→ **WHAT YOU SHOULD DO**:
For the entries below, work out how many lines contain the string "water" and write only the number.

[[ DATA TO USE open ]]

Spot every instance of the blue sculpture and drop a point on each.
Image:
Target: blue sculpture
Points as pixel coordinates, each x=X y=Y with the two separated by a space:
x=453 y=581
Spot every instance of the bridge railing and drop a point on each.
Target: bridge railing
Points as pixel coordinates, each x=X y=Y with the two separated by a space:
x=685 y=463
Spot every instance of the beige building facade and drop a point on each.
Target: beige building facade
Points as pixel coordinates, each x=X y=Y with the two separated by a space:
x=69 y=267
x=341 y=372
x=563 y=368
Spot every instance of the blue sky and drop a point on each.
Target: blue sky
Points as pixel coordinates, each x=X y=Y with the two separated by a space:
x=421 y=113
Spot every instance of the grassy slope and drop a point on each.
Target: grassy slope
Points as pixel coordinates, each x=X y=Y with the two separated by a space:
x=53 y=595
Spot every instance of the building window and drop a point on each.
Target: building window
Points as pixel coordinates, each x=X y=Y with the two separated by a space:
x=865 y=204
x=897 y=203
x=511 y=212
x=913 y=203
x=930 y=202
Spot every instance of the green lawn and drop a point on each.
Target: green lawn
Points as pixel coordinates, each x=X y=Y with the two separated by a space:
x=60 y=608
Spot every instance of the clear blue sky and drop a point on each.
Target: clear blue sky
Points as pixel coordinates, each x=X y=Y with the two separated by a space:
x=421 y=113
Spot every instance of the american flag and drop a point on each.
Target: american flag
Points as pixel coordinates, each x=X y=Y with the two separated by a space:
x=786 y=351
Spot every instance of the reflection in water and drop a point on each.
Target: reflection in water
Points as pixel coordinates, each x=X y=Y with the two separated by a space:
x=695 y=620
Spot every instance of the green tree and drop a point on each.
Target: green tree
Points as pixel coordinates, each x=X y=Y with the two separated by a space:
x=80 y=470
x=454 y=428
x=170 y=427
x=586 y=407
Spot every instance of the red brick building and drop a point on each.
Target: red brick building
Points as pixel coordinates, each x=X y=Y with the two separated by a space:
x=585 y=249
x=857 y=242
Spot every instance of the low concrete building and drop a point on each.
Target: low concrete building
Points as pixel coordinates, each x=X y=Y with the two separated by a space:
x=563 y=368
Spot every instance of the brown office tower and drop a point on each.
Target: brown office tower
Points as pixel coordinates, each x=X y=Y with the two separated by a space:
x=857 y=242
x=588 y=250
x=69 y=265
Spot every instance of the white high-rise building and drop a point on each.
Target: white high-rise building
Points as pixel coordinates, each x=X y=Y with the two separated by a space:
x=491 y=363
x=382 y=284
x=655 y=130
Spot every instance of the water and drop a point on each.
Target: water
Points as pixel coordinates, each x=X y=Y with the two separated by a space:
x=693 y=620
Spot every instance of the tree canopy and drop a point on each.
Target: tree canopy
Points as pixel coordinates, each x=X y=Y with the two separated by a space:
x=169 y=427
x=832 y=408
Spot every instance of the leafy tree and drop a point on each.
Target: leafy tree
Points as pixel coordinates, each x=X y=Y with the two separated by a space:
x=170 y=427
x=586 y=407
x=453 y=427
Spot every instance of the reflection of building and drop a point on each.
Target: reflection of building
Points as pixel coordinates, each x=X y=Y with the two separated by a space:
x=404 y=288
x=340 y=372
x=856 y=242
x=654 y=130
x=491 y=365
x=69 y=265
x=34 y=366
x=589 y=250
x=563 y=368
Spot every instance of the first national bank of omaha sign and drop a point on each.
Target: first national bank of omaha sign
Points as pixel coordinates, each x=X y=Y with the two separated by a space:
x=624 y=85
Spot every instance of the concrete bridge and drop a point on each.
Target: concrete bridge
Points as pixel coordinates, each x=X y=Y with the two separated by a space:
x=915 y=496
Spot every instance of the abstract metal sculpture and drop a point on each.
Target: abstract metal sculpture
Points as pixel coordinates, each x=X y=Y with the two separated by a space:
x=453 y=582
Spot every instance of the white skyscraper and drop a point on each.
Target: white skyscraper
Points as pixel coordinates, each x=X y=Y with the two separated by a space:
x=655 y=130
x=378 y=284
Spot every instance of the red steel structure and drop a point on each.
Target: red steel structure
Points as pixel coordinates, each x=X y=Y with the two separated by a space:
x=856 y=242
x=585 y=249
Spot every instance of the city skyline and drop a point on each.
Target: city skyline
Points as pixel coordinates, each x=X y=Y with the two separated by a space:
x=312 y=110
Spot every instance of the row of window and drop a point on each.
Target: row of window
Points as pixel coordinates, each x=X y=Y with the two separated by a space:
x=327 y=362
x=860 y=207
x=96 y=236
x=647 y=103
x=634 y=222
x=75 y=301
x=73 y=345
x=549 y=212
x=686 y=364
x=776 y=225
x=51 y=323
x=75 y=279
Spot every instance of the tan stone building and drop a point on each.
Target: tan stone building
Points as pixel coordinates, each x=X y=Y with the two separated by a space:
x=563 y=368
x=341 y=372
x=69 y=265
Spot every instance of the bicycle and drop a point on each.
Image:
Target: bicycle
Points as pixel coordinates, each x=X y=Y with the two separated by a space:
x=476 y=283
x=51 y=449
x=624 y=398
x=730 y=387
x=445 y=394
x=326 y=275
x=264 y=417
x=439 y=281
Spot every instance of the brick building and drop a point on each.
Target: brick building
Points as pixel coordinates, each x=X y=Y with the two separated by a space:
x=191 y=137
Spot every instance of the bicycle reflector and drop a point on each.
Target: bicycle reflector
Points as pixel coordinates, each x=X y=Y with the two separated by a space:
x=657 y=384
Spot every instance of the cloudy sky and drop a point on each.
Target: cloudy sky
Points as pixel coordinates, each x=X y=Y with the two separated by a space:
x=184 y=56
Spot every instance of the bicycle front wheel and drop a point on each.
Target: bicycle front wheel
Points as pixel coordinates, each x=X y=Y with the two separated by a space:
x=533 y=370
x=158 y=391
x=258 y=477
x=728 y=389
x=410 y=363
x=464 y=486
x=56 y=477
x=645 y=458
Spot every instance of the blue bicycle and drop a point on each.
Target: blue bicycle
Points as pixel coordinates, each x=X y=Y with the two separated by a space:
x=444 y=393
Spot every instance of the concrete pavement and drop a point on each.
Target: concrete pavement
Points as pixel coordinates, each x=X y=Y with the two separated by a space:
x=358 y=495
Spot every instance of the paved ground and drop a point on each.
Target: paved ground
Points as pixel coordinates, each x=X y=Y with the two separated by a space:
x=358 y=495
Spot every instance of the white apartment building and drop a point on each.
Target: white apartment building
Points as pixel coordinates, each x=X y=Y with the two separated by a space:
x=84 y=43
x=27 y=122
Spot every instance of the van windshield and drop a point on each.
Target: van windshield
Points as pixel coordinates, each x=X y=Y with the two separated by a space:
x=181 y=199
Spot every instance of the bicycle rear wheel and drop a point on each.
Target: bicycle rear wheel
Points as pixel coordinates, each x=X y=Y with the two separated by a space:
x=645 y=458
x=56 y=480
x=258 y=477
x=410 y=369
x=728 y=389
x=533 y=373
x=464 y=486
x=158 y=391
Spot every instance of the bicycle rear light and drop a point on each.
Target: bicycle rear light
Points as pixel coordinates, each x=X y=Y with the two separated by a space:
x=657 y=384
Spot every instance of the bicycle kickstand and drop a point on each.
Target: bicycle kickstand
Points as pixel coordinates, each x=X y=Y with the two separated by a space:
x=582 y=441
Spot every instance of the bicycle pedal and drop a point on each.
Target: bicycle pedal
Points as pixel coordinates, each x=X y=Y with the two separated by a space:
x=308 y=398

[[ DATA TO USE closed ]]

→ **REPLY TO THE EXERCISE**:
4